### Task description
The data below needs to be returned exactly, line for line.
======== Records to process ========
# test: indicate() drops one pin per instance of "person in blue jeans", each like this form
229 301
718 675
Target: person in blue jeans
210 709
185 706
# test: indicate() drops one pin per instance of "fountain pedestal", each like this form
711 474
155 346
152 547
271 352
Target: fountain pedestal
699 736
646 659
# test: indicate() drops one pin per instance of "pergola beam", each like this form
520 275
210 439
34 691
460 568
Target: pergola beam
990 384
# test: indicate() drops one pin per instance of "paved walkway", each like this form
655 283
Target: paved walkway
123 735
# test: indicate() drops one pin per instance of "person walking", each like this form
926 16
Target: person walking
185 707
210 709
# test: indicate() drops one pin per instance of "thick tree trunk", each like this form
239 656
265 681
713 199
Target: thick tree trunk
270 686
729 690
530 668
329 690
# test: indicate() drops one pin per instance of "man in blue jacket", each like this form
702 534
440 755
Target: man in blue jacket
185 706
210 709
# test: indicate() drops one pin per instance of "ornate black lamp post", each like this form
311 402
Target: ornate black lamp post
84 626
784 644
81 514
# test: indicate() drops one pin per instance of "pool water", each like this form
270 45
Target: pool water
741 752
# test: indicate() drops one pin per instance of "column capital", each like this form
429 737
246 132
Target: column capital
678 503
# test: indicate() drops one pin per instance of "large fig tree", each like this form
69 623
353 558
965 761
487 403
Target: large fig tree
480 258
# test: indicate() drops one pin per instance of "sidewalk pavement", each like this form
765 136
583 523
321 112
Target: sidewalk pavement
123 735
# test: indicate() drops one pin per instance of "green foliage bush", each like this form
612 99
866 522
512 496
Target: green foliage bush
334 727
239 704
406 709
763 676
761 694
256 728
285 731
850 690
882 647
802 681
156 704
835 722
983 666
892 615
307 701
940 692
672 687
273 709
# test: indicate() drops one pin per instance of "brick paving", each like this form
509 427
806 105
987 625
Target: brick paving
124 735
========
### Solution for this task
# test: indicate() drops one pin per instance of "person in blue jeans", each like this form
229 301
718 675
Target: person in blue jeans
210 709
185 706
# test: indicate() drops one pin per instance of "fountain pedestal", each like this form
711 474
155 346
152 547
271 352
Target: fountain pedestal
699 736
646 659
# test: indicate() drops one pin per instance of "pergola beam", each like this form
520 275
210 439
34 691
460 568
Target: pergola beam
990 384
# test: indicate() drops one pin per instance of "paved walkway", each like this form
655 283
Target: paved walkway
123 735
# test: indicate() drops one pin per instance of "person walking", each like this form
926 16
Target: person walking
185 707
210 709
# test: indicate() drops one pin per instance of "thick tree trunk", each like this form
239 656
265 681
713 199
Target: thick tree trunk
270 686
729 690
530 668
329 690
# test: indicate() drops one pin per instance of "man in blue jacket", each like this form
702 534
440 755
Target: man in blue jacket
185 706
210 709
# test: indicate() drops one pin per instance of "ornate black lamp post", each like this form
311 402
Target: ornate black lamp post
84 626
784 644
81 514
# test: indicate() drops one pin per instance of "pool water", each like this form
270 45
Target: pool water
741 752
# test: indicate() drops one pin per instance of "column capital", each like this form
429 737
246 132
Target: column capital
678 503
# test: indicate() drops one pin per instance of "large fig tree", each like this form
69 623
353 558
965 761
487 403
Target: large fig tree
480 258
# test: indicate() drops one pin per instance of "sidewalk pavement", each like this form
765 136
583 523
321 112
Target: sidewalk pavement
123 735
# test: indicate() drops one pin per instance of "green foliage bush", each like this form
612 99
866 522
512 496
Target: green foliage bush
334 727
239 704
406 709
763 676
761 694
256 728
285 731
850 690
882 647
802 681
156 704
835 722
983 666
892 615
307 701
940 692
672 687
273 709
# test: indicate() drops one pin per instance of "brick paving", each like this form
509 427
806 105
987 625
Target: brick paving
124 735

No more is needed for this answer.